> [To do]: Once more, print the records exactly as given.
═════ Data shown ═════
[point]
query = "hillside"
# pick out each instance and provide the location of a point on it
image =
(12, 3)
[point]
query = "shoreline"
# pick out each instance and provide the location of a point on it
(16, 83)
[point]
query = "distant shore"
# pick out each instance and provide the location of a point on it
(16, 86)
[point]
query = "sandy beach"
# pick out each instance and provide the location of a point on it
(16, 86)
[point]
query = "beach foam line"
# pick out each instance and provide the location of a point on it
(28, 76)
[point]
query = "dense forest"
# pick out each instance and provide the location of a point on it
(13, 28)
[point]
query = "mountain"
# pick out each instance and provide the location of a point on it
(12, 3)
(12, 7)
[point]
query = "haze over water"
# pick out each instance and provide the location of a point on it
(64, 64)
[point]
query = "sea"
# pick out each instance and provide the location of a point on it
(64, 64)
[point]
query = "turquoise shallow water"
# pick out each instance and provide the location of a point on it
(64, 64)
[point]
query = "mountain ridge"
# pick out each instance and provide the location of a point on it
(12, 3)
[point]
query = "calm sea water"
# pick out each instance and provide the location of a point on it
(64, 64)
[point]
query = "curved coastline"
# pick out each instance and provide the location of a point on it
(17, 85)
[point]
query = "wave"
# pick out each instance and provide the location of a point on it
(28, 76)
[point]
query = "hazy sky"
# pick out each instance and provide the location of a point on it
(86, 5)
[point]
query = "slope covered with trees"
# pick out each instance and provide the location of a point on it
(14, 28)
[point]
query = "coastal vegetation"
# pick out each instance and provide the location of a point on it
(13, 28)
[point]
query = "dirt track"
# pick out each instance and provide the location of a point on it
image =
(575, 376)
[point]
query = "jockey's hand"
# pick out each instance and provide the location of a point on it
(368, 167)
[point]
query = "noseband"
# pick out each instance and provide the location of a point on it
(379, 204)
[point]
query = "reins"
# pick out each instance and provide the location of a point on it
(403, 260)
═════
> [Response to this task]:
[point]
query = "hillside"
# pick out each instance and provide the location of a point on it
image =
(12, 3)
[point]
query = "shoreline"
# pick out each instance and provide the location of a point on it
(16, 83)
[point]
query = "distant shore"
# pick out each instance and provide the location of a point on it
(16, 86)
[point]
query = "sandy beach"
# pick out each instance and provide the location of a point on it
(16, 86)
[point]
query = "beach foam line"
# pick out each instance and provide the location of a point on it
(28, 76)
[point]
query = "dense forest"
# pick out each instance and provide the location of a point on it
(13, 28)
[point]
query = "mountain"
# pick out each instance and provide the location of a point on it
(12, 3)
(12, 7)
[point]
query = "haze over water"
# pick out each instance and provide the location of a point on it
(64, 64)
[point]
query = "sea"
# pick out each instance and provide the location of a point on it
(64, 64)
[point]
query = "turquoise shallow water"
# pick out each instance and provide the location of a point on it
(64, 64)
[point]
query = "mountain ridge"
# pick out each instance and provide the location of a point on it
(12, 3)
[point]
query = "calm sea water"
# pick out each instance and provide the location of a point on it
(64, 64)
[point]
query = "curved coastline"
# pick out each instance and provide the location of a point on it
(17, 85)
[point]
query = "wave"
# pick out each instance and provide the location of a point on it
(28, 76)
[point]
query = "hazy sky"
# pick out each instance and provide the location of a point on it
(86, 5)
[point]
query = "slope covered with trees"
# pick out each instance and provide the location of a point on it
(14, 28)
[point]
query = "coastal vegetation"
# pick out each instance and provide the location of a point on it
(13, 28)
[point]
query = "dirt track"
# pick out each instance and provide the location of a point on it
image =
(575, 376)
[point]
query = "jockey's hand"
# pick out each instance and provide the location of a point on it
(368, 167)
[point]
query = "noseband"
# pick out each instance and provide the location of a point on it
(379, 204)
[point]
query = "reins"
# pick out each instance and provide the location of a point on it
(403, 260)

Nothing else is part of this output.